**Document passage**
******

Women at Cambridge
The Literary & Linguistic Computing Centre (part of the University of Cambridge Computing Service) is helping to prepare a searchable database of everyone who has ever been academically associated with Cambridge University from 1200 to 1900 (see /acad/ for details and /acad/dawson.html for a paper describing the project). This will cover the lives of some 150,000 people, spanning some seven centuries.
The aim is to help historians and archivists (particularly of the University and Colleges) and genealogists.
The sources of most of this information are the following:
Venn: Alumni Cantabrigienses, a biographical list of all known students, graduates and holders of office at the University of Cambridge, from the earliest times to 1751, 4 vols (1922-27).
Venn: Alumni Cantabrigienses, . . . 1752-1900, 6 vols (1940-54).
Emden: A Biographical Register of the University of Cambridge to 1500 (1963).
The 10 volumes of Venn were put into machine-readable form by the Mormons, primarily to help members of their Church with genealogy.
Additional material comprises 20,000 handwritten cards of addenda and corrigenda to Venn, handwritten additions and corrections to Emden, and Tripos results (taken from Previté-Orton, Index to Tripos Lists 1748-1910).
Most importantly, we have added the matriculation and staff registers of Girton and Newnham Colleges. Despite the presence of women students and staff in Cambridge from about 1869, the Venn volumes completely ignored them.

******

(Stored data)
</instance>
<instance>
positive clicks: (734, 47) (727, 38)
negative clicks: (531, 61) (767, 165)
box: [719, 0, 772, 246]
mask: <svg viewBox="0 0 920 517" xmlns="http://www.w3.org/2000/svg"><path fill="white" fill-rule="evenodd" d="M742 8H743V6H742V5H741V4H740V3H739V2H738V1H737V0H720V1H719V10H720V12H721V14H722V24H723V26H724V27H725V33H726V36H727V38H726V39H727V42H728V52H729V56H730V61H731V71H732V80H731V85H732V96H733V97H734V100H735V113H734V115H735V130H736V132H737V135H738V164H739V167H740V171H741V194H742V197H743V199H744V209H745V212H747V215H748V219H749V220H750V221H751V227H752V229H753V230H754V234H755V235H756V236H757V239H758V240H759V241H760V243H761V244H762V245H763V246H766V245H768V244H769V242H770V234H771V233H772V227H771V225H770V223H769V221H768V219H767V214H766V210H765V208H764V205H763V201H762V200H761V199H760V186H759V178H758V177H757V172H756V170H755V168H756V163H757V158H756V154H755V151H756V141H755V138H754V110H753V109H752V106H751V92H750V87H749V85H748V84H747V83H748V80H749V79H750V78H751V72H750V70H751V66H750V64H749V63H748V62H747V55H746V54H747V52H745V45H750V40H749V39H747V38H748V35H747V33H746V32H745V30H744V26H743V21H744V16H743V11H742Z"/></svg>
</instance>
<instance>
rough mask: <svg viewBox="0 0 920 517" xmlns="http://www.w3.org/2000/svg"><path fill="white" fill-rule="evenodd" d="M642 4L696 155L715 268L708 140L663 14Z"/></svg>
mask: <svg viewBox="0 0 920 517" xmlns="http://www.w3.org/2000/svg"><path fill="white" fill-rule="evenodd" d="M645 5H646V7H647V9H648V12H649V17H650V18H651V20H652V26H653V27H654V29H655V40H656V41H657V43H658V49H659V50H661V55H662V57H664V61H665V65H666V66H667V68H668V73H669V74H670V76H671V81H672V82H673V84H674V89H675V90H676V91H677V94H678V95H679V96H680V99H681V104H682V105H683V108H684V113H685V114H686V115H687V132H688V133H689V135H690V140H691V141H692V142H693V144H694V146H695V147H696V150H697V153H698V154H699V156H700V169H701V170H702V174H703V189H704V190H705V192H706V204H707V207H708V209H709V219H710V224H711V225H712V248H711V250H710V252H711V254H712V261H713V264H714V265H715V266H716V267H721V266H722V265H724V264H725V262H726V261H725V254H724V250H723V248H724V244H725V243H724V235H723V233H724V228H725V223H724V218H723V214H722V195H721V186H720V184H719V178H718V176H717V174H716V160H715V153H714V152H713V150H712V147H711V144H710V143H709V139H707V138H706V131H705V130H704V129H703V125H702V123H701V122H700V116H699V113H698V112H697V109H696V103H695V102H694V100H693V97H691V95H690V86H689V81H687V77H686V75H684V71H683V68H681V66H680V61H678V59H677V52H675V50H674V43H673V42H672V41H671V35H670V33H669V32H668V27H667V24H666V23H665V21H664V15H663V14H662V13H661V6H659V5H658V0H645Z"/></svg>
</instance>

******

**Task to carry out**
Copy the Women at Cambridge text, starting at the words "The sources of" and stopping after "to 1500 (1963).", and replace "vols" with "volumes" wherever it appears.

**Output**
The sources of most of this information are the following:
Venn: Alumni Cantabrigienses, a biographical list of all known students, graduates and holders of office at the University of Cambridge, from the earliest times to 1751, 4 volumes (1922-27).
Venn: Alumni Cantabrigienses, . . . 1752-1900, 6 volumes (1940-54).
Emden: A Biographical Register of the University of Cambridge to 1500 (1963).